__Aim of the task__. Each line from the one containing "Drop one marker on each instance of the green leaf" through the final line of the data below must be repeated exactly.

__Data shown__.
+ + + +
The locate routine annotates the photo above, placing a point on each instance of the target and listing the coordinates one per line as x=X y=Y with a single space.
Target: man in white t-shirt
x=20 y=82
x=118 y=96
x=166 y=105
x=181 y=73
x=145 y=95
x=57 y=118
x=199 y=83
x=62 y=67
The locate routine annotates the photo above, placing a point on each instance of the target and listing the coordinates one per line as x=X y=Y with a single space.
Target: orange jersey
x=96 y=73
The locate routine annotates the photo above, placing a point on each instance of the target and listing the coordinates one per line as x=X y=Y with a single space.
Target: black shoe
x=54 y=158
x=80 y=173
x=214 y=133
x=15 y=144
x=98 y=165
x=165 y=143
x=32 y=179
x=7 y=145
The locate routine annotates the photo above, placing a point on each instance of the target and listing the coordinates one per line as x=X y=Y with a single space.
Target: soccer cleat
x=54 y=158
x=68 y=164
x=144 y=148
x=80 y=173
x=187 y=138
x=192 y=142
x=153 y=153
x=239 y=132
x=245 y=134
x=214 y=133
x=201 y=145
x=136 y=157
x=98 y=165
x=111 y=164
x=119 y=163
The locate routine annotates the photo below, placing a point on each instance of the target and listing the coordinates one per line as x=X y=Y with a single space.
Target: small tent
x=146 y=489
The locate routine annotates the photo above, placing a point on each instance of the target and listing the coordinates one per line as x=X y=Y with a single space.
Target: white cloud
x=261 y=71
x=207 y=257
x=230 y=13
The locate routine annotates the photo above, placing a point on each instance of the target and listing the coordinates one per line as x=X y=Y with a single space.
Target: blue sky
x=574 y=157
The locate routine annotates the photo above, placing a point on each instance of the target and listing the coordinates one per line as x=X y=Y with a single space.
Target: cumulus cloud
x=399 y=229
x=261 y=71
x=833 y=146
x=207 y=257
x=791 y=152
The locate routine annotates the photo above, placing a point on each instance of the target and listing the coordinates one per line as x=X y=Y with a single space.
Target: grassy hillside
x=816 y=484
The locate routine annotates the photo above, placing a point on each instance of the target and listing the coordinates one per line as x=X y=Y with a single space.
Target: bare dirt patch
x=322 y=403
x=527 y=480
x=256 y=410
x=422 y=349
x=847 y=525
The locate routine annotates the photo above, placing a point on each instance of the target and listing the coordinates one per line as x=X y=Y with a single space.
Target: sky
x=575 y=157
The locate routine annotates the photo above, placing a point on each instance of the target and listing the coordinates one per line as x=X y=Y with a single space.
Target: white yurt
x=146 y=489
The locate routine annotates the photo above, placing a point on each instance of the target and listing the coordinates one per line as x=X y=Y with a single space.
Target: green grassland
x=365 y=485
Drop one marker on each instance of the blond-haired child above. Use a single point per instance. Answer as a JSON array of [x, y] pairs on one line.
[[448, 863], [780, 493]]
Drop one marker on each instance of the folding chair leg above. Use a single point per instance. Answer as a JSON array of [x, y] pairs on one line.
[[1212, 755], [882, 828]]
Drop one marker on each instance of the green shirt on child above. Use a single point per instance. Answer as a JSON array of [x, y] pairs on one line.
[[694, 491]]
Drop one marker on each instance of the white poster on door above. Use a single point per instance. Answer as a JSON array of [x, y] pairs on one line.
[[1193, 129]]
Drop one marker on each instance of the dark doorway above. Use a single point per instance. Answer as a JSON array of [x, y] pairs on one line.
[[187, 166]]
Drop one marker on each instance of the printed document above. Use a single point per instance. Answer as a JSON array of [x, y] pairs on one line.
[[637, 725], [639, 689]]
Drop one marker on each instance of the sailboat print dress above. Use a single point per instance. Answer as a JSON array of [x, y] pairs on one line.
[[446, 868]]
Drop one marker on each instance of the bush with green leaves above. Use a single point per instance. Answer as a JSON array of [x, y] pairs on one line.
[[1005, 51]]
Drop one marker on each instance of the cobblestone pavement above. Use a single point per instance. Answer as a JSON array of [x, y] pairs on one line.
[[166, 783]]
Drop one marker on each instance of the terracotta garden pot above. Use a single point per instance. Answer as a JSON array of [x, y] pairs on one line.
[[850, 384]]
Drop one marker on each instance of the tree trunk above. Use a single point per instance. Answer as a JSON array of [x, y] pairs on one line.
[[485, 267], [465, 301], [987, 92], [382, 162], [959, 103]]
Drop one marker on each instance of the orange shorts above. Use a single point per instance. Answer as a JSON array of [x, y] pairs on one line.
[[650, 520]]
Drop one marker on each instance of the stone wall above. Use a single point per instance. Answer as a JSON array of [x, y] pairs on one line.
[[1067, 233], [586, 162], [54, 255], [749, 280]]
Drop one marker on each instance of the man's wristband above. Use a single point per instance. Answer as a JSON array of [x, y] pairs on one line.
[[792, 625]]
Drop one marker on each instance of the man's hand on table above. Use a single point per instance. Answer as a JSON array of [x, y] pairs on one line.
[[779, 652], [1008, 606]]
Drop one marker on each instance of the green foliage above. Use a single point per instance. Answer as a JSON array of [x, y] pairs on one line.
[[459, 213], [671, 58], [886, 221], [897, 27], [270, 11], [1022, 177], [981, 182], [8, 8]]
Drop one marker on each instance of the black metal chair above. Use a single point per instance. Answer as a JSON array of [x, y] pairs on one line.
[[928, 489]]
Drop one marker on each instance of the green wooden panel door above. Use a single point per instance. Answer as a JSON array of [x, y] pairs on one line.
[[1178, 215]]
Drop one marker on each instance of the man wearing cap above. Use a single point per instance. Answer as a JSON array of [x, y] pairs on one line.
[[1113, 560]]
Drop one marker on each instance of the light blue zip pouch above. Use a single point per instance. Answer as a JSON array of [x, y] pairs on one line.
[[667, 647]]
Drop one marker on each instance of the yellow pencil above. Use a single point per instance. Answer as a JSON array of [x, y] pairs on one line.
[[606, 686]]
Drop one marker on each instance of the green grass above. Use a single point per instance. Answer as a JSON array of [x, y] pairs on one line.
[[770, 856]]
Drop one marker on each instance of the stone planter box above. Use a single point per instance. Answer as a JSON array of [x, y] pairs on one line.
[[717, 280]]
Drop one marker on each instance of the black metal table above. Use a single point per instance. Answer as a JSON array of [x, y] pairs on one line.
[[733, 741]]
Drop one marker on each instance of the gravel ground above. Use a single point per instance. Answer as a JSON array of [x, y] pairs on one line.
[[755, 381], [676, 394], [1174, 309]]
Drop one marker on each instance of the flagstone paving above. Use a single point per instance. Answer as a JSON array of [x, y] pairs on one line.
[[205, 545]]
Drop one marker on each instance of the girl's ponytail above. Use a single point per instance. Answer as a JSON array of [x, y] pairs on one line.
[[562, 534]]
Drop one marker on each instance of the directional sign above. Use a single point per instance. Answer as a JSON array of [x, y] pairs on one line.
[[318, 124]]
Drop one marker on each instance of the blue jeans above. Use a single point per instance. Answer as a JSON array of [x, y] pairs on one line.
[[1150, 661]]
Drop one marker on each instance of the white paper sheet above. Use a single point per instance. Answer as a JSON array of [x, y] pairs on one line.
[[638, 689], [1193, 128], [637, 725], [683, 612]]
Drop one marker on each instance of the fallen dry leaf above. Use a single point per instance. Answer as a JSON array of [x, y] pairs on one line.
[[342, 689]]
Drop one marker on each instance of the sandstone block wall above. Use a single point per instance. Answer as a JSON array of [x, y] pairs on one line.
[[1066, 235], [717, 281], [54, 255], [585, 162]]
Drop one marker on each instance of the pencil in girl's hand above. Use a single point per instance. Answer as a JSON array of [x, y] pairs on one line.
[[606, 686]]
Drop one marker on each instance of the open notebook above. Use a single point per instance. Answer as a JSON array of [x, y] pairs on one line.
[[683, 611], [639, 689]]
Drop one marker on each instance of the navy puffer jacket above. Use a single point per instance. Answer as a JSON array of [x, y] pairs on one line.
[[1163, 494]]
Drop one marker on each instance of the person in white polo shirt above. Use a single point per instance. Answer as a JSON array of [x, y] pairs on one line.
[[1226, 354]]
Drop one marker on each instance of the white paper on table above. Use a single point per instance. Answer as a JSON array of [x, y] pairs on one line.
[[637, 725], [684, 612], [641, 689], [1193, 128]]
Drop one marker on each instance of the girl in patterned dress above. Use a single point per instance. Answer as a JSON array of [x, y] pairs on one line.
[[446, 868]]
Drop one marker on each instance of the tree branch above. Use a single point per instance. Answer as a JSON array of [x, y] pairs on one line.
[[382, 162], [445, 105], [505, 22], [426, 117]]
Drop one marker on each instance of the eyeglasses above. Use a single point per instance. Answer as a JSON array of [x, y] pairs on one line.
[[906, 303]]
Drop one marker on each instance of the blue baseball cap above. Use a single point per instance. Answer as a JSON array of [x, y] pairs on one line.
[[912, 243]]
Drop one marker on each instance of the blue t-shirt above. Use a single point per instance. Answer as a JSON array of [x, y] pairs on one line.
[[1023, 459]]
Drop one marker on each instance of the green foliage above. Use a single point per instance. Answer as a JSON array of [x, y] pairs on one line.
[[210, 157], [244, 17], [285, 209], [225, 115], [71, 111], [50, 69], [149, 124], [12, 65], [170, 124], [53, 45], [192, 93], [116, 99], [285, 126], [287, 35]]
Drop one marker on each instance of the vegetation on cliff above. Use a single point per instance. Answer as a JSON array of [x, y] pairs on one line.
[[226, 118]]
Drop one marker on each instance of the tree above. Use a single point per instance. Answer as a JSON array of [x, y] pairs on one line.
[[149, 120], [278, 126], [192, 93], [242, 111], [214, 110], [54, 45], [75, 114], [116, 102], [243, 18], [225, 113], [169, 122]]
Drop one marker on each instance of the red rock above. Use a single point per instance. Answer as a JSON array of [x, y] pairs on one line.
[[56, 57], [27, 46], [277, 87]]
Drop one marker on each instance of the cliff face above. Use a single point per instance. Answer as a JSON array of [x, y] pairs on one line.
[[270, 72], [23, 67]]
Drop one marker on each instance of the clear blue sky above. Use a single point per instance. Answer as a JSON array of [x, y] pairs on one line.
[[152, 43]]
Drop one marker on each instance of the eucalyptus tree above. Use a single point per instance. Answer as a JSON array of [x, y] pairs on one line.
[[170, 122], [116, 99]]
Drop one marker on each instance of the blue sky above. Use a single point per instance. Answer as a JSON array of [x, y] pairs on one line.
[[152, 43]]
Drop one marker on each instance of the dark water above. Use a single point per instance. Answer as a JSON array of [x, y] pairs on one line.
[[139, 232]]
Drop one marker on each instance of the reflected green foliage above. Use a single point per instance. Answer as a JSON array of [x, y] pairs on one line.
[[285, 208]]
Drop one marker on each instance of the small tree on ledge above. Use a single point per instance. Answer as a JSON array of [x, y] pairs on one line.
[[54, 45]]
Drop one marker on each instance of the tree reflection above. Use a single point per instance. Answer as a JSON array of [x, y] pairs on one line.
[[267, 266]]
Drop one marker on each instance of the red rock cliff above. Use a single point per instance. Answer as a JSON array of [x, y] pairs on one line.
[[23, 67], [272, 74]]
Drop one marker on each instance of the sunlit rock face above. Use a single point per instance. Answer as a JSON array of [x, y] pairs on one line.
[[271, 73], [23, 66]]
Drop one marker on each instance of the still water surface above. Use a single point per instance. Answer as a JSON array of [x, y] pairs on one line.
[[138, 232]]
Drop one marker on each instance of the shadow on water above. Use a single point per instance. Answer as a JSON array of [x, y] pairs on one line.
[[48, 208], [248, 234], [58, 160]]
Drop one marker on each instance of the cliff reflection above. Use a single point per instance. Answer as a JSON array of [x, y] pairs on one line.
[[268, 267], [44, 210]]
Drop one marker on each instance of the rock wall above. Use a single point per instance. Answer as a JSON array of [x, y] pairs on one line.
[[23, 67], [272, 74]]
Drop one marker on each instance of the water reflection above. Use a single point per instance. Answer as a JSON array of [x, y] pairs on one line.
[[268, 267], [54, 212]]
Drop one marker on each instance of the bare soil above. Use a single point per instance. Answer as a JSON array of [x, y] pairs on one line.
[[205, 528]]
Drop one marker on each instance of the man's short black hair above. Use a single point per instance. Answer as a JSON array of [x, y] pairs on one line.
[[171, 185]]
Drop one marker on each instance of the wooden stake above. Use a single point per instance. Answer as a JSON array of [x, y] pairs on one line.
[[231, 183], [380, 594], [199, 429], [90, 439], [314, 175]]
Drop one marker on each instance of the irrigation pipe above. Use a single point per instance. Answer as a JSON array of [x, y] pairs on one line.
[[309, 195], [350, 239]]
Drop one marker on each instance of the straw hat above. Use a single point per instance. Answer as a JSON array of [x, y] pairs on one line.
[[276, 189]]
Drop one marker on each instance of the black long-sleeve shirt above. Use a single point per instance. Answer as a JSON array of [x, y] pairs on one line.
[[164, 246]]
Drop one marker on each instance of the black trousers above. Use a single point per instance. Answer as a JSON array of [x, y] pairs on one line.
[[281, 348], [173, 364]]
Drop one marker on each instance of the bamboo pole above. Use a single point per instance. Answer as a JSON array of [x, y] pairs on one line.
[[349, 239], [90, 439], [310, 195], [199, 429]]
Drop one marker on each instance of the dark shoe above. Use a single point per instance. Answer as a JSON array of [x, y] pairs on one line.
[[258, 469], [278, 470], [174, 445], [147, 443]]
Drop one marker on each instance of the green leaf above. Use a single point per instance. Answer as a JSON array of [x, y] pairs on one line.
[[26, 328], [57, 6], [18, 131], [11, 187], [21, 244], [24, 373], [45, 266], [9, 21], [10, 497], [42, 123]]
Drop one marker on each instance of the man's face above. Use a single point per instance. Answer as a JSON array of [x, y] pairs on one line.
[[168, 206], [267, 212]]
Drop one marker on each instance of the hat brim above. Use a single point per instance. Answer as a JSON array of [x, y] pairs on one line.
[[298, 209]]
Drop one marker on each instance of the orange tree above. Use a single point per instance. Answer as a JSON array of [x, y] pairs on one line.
+ + + +
__Answer to this exercise__.
Drop one marker on each instance of the green leaf above. Use a single point per instance. Answer as a JSON array of [x, y] pairs on one line.
[[26, 328], [57, 6], [18, 131], [11, 187], [21, 244], [24, 373], [45, 266], [9, 21], [10, 497], [42, 123]]
Drop one marker on each instance of the man's face above. Use a single point per instance. Answer as a JSON array of [x, y] pairs on one line.
[[168, 206], [267, 212]]
Drop one marker on each instance of the hat brim above. Use a single point per instance. Answer as a JSON array of [x, y] pairs on one line.
[[298, 209]]
Drop one marker on each instance of the orange tree above. Use a single point per instance. Answer as a JSON array of [x, y] pairs on one line.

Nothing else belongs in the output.